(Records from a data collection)
========================

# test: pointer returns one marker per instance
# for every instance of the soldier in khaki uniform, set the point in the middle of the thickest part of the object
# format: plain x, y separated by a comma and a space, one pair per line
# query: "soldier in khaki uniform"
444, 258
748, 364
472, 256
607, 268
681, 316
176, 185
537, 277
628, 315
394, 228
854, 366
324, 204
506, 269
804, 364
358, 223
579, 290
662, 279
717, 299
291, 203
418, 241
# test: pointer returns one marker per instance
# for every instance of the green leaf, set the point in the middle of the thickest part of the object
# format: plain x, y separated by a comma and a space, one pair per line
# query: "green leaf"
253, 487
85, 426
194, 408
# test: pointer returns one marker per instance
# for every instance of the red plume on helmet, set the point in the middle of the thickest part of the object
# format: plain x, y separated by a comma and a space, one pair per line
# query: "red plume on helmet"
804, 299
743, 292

========================

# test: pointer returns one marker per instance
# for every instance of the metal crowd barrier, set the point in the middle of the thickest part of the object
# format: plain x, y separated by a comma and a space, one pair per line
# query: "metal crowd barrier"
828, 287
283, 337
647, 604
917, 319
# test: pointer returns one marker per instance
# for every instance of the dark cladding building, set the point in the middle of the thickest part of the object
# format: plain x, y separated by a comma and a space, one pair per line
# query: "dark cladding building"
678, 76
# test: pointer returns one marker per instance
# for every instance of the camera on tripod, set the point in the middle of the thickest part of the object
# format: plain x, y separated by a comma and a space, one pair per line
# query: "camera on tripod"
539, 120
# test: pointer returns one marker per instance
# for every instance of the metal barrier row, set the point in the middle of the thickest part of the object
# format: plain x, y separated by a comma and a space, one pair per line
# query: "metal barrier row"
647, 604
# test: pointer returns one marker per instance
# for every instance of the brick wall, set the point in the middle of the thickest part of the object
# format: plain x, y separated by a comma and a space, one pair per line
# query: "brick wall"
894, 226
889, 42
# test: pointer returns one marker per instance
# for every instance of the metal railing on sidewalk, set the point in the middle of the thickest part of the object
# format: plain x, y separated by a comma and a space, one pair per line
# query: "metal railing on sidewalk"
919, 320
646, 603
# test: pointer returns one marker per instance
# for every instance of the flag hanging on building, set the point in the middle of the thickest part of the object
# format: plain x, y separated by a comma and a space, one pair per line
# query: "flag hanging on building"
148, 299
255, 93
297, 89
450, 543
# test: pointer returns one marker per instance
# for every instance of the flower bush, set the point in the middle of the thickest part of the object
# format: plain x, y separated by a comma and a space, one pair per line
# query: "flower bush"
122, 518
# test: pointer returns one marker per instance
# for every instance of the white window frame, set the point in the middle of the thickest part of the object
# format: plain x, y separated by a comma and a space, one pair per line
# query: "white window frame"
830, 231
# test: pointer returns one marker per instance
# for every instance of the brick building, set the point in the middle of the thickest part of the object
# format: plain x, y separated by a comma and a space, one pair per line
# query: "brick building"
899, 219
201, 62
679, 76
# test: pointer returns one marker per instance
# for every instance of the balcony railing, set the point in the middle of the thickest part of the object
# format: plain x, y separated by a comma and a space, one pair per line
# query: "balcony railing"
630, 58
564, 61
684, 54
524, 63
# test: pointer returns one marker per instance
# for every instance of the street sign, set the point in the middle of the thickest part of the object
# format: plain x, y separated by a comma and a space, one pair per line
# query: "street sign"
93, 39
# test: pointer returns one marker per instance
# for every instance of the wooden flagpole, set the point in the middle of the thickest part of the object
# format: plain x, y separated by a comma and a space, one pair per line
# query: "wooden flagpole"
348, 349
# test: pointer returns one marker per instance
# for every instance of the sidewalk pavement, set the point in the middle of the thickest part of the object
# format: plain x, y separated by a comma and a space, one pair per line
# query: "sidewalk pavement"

========================

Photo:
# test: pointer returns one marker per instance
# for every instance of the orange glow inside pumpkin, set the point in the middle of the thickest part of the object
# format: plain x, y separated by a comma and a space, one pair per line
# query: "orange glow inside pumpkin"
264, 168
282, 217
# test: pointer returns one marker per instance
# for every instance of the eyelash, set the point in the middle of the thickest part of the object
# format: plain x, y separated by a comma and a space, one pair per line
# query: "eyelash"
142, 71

========================

Find every line in the data above that contains the string "wall" and copy each of those lines in full.

# for every instance of the brick wall, set the point in the middle of the thickest part of the object
# query: "brick wall"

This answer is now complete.